Work to do
Write out every entry word for word.

Data items

▽

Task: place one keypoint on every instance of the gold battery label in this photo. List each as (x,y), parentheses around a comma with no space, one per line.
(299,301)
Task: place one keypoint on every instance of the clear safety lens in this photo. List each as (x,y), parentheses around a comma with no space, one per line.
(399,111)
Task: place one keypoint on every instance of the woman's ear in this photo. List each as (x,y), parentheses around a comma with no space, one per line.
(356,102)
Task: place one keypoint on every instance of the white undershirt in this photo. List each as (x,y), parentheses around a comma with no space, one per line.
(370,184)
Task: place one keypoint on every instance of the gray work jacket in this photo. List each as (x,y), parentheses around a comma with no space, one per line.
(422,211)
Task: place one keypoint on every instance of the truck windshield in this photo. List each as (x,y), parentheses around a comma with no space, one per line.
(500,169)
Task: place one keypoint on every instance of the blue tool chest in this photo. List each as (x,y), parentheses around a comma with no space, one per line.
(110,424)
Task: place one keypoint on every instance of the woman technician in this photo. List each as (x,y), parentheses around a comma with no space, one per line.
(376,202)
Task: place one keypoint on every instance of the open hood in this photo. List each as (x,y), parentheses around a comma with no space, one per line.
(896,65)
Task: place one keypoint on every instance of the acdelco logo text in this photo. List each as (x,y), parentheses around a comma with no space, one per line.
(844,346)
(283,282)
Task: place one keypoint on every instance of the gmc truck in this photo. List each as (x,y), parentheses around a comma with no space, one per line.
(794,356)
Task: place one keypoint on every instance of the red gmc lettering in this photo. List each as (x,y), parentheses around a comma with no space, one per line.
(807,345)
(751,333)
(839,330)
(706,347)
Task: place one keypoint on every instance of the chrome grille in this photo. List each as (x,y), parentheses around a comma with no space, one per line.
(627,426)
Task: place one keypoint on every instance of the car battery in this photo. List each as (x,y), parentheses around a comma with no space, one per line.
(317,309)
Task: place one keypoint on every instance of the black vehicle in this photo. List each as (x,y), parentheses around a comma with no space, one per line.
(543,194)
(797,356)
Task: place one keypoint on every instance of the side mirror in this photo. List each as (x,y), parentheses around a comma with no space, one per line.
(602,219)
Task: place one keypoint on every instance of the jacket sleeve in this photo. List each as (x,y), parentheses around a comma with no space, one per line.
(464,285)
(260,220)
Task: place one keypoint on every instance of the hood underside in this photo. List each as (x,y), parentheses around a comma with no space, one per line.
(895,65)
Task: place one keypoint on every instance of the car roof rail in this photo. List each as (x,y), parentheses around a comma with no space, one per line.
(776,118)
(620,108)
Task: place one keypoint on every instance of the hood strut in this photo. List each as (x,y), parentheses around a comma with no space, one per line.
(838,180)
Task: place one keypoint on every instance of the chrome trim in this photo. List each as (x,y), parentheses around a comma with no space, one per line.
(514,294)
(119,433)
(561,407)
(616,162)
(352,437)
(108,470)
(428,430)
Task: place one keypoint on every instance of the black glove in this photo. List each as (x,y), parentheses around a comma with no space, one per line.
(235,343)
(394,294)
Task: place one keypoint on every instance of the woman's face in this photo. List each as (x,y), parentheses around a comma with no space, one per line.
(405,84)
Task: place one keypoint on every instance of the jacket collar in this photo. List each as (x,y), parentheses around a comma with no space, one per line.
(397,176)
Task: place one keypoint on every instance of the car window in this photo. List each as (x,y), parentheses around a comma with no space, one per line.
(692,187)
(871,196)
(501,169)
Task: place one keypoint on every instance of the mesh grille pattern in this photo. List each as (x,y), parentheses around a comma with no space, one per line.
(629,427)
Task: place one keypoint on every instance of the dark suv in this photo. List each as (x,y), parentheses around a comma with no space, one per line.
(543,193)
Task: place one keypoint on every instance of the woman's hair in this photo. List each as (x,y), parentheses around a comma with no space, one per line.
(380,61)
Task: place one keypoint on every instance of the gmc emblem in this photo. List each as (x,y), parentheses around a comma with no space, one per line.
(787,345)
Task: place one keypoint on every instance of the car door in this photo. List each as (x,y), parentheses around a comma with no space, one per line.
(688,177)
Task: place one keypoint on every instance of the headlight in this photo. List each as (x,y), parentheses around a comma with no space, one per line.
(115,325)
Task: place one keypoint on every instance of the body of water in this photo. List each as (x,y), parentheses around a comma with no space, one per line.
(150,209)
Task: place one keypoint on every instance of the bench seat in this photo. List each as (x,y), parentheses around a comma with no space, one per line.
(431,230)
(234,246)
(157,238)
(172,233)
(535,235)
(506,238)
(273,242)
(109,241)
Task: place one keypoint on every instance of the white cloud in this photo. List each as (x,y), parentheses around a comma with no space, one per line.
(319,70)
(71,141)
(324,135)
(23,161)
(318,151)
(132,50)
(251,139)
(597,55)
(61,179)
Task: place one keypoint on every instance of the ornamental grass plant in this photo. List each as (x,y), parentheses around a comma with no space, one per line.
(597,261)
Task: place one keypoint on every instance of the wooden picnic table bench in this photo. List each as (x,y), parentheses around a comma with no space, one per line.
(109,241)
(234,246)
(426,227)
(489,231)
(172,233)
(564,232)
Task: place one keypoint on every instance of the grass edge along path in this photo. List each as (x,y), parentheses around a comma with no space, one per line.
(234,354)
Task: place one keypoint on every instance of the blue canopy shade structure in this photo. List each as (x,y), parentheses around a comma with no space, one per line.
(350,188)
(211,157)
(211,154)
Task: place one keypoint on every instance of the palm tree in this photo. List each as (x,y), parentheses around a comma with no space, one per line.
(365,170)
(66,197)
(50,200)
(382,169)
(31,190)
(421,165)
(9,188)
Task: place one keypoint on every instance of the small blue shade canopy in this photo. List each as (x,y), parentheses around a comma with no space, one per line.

△

Complete output
Task: place one keypoint on every instance of the gold battery label in this photo. List each as (x,y), parentheses around a comma with no space, one per line.
(299,301)
Task: place one keypoint on every instance of the clear safety lens in this photo. List each as (x,y), parentheses around a comma with no space, one per line.
(399,111)
Task: place one keypoint on every instance of the woman's ear in this photo. List each as (x,y), parentheses around a comma with no space, one per line.
(356,102)
Task: place one keypoint on every instance of the white undershirt in this photo. List each as (x,y), parentheses around a comma with no space, one per line.
(370,184)
Task: place one keypoint on every instance of the gray work jacket in this photo. List each as (x,y), parentheses around a comma with no space, one per line.
(422,211)
Task: place one keypoint on every instance of the truck windshield in this photo. List each as (x,y), parentheses around a comma with no space, one per line.
(500,169)
Task: place one keypoint on every instance of the blue tool chest in this photo. List each as (x,y), parentheses around a comma with no space, one per line.
(110,424)
Task: place one keypoint on every instance of the woman technician in this photo. List each as (x,y), parentheses around a comma with no space, one per line.
(376,202)
Task: place one keypoint on every instance of the open hood in this photo. List each as (x,y), parentheses around a comma with no space, one per line.
(896,65)
Task: place one keypoint on every instance of the acdelco logo text in this photo. List each as (x,y), parentheses around a comma with no space, one per line.
(844,346)
(283,282)
Task: place one keypoint on every instance of the gmc truck in this photo. List each as (x,y), parentheses around a comma with no space, one per line.
(794,356)
Task: place one keypoint on every instance of the red gmc lettering in this photo. List each as (x,y), parentheses around a comma with no space, one per line.
(807,345)
(751,333)
(839,330)
(706,347)
Task: place one keypoint on every instance of the chrome grille in this photo. List each as (x,y), parentheses around a comma with no space, one per line.
(627,426)
Task: place one keypoint on every instance of the car battery in this photo. List each as (x,y), parentheses around a comma with no space, one per line.
(317,309)
Task: place one keypoint on every instance of the black vehicle in this photo. List each as (x,y), parentheses around a comma with no space, one per line.
(543,194)
(797,356)
Task: place one keypoint on every instance of the side mirror in this photo. List each as (x,y), parentheses around a comma with no space, one per line.
(602,219)
Task: place one keypoint on every instance of the jacket sleeve in this photo. List each as (x,y), parentheses around a comma with no space, one per line.
(464,285)
(260,220)
Task: place one keypoint on every instance of the hood underside in this photo. List each as (x,y), parentheses around a comma with no space, one per line.
(895,65)
Task: place one keypoint on every instance of the car roof rail in this photo. List each as (x,y), parentheses around a comma with no space, one per line.
(776,118)
(620,108)
Task: place one keypoint on every instance of the hood strut in this photo. List each as (x,y), parentheses around a comma with no space, one per line.
(838,180)
Task: place one keypoint on every instance of the chrome trim in this photo. List each as (x,y), parentheses around a comma with no space, one per line.
(514,294)
(119,433)
(561,407)
(616,162)
(352,437)
(108,470)
(428,430)
Task: place one keypoint on every instance of the black glove in this photo. List each as (x,y), parentheses around a comma with no space, one per line.
(235,343)
(394,294)
Task: place one keypoint on every instance of the woman's face in this photo. List each as (x,y), parentheses around a comma with no space, one per line.
(405,84)
Task: place one keypoint on every instance of the jacket collar in this photo. List each as (x,y), parentheses around a comma with no space, one per line.
(397,176)
Task: place one keypoint on every instance of the car window in this photo. List each as (x,y), parentheses around a comma with no space, one per line.
(692,187)
(871,196)
(501,169)
Task: place one keypoint on every instance of the mesh grille pattern in this photo. List each as (x,y), parentheses around a comma with no space, one per line.
(629,427)
Task: place one keypoint on every instance of the dark suv in this photo. List each as (x,y), parentheses around a comma with no space, one per line.
(543,193)
Task: place one keypoint on every instance of the woman's hair in this photo. List each as (x,y), parentheses around a comma with no space, one per line.
(380,61)
Task: place one keypoint on every instance of the gmc emblem in this photo. List each as (x,y), parentheses around a comma with no space, one per line.
(787,345)
Task: place one keypoint on every instance of the car door in this photo. List each as (x,y), parentheses around a comma with no space, one per line.
(688,177)
Task: place one keypoint on every instance of the headlight in this photo. List each as (x,y), parentheses around a comma with no space, one per line.
(115,325)
Task: place one keypoint on every instance of the body of water in this photo. List each as (x,y), parentheses around a comma with no space, one per line.
(150,209)
Task: place one keypoint on every instance of the bench seat in this photo. List each as (x,y), parentheses around a comma with no space, one per line.
(431,230)
(234,246)
(157,238)
(172,233)
(535,235)
(506,238)
(273,242)
(109,241)
Task: place one keypoint on every instance of the white cloud in this photo. List each as (x,y), parentheses around a comma with no space, one per line.
(319,70)
(71,141)
(324,135)
(23,161)
(318,151)
(132,50)
(251,139)
(597,55)
(61,179)
Task: place one keypoint on every instance of the ornamental grass plant in this photo. List each as (x,y), parentheses around a comma with no space, one per line.
(597,261)
Task: place one keypoint on every instance of the wooden picnic table bench in this photo. List each as (x,y), parentheses around a comma with no space, one per line.
(109,241)
(234,246)
(426,227)
(489,231)
(172,233)
(564,232)
Task: place one keypoint on every instance of the grass edge along path in this photo. List each as (x,y), parentheses around a comma with no space, one per line.
(234,354)
Task: place one keypoint on every instance of the blue canopy shade structure in this photo. List each as (x,y), parentheses around a comma with no space, one per line.
(350,188)
(211,157)
(211,154)
Task: place one keypoint on every instance of the palm tree in this photo. List each as (x,y), parentheses around a comma with no space, one per line.
(365,170)
(66,197)
(50,200)
(382,169)
(31,190)
(421,165)
(9,188)
Task: place one keypoint on every instance of the small blue shade canopy in this photo. List each as (x,y), parentheses around a comma with no space, one per line.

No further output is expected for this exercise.